- Page text
The word "hierophant" is Greek, and it loosely translates to "the one who leads the way into the holy place." An Oneirophant would then be the one who leads people in to dreams, or perhaps the Art of Dreaming (lucidly). I didn't gain much from the Carlos Castaneda book, but I still believe there is an art to dreaming. Oneiromancy would be the art of divination from dreams; the most common form of which is dream interpretation (the Greek root of the suffix means roughly "prophecy"; though I don't purport to tell the future, just the present). Through the synthesis of these two arts can come a great deal of knowledge about the self. If you can lead yourself into dreaming consciously and then recall the events of the dream, you, the oneironaut, can learn a number of things about yourself based on the narrative structure and the barriers you emplace upon yourself.

Last night, I had another different oneirophantic episode. I have performed "regular" lucid dreaming, with reality checks (such as asking yourself "Am I dreaming?"). I have performed WILDs (Wake Induced Lucid Dreams), where after an awakening you remain conscious as you return to REM sleep (very difficult if not impossible to do at the initial sleep onset because of the way that slow-wave sleep obliterates consciousness). I've also had dreams where I wasn't really lucid and yet I still exerted dream control (down to the level of controlling microbes). But last night, I programmed myself while falling asleep. I told myself over and over again that everything from this point on would be a dream would be a dream would be a dream. . . .

- Data for the task

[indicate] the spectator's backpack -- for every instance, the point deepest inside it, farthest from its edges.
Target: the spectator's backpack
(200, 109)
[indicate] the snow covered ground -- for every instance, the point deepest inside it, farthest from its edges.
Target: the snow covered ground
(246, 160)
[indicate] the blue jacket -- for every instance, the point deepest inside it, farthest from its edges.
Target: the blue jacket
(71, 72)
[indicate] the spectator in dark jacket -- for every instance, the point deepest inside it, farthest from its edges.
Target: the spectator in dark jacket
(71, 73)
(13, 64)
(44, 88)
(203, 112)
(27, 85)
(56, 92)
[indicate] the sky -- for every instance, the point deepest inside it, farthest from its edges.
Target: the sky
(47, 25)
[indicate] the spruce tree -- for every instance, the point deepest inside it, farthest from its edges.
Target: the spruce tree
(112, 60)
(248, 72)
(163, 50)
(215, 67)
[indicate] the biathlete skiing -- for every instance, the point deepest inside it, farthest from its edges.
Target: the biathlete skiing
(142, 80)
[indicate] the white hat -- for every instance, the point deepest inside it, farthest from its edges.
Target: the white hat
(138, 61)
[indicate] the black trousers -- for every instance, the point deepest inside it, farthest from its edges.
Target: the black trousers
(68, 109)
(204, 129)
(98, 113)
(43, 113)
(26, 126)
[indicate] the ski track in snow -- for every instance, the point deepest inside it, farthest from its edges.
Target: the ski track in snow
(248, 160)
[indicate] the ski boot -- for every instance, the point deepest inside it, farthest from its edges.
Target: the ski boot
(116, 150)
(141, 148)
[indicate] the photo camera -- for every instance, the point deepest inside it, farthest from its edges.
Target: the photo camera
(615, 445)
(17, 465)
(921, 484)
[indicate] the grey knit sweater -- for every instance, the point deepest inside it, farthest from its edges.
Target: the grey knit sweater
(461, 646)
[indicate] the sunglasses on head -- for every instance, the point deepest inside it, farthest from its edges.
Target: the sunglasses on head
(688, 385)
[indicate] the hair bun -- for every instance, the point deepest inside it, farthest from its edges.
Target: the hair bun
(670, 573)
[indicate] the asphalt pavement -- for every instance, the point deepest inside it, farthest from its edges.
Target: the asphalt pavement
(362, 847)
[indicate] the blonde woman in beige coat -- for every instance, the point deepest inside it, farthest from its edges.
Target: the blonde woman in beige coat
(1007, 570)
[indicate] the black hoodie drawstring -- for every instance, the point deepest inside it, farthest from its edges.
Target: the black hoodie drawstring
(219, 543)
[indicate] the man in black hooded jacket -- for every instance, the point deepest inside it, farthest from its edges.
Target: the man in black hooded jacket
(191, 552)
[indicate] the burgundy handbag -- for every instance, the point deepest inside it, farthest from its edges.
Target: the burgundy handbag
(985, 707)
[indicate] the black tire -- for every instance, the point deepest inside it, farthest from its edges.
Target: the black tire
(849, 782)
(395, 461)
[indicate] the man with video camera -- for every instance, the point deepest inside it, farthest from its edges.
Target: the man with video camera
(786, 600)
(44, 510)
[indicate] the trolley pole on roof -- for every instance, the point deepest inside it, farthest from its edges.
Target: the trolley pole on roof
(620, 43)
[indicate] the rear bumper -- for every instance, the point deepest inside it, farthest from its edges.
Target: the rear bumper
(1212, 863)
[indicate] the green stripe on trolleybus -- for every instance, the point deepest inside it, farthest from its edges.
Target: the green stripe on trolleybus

- Problems to solve
1. What kinds of dream experience does the writer of the passage on dreaming say they have had?
2. How many lines of the entries contain the string "pole", counting case as significant? Give only the number.
The entries are unrelated to the passage on dreaming.

- Completed exercise
1.
- "Regular" lucid dreaming, with reality checks such as asking "Am I dreaming?"
- WILDs (Wake Induced Lucid Dreams), staying conscious after an awakening while returning to REM sleep
- Dreams that weren't really lucid but still involved dream control, down to controlling microbes
- Programming themselves while falling asleep, repeating that everything from that point on would be a dream

2. 2